Turn the records below into a JSON list of strings, one string per line, skipping blank lines. Leave the pictures out.

(Rows from a pointing dataset)
=-=-=
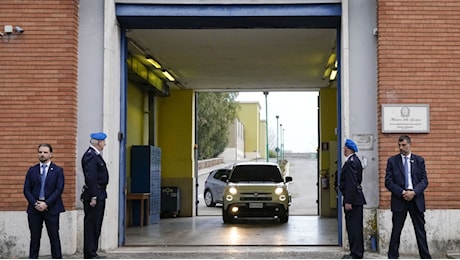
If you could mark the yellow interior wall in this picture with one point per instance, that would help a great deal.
(328, 125)
(176, 131)
(249, 115)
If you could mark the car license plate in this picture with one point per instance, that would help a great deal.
(256, 205)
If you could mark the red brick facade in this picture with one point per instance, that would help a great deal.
(418, 63)
(38, 93)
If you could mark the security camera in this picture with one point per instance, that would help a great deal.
(18, 29)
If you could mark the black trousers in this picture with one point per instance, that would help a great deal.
(354, 224)
(418, 220)
(52, 227)
(92, 227)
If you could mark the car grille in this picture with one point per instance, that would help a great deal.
(255, 196)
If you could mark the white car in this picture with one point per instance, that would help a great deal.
(256, 189)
=-=-=
◆ **Result of this exercise**:
[
  "If you could mark the yellow interior wall in this picture with one point per instance, that would help a great deal.",
  "(328, 125)",
  "(176, 131)",
  "(249, 115)",
  "If you could mark the car license plate in this picture with one point per instance, that would help a great deal.",
  "(256, 205)",
  "If you could mark the red brick facade in this picture with one point per instance, that would help a great deal.",
  "(418, 63)",
  "(38, 93)",
  "If you could mark the security camera in this picture with one point per instance, that would help a great deal.",
  "(18, 29)",
  "If you could mark the black trousers in this picture with one point per instance, that would help a great deal.",
  "(354, 224)",
  "(418, 220)",
  "(52, 227)",
  "(92, 227)",
  "If you could mark the car grille in this picture with one point per instance, that would help a great deal.",
  "(255, 196)",
  "If you could mark the white car in this picture with one point per instance, that would help a great deal.",
  "(256, 189)"
]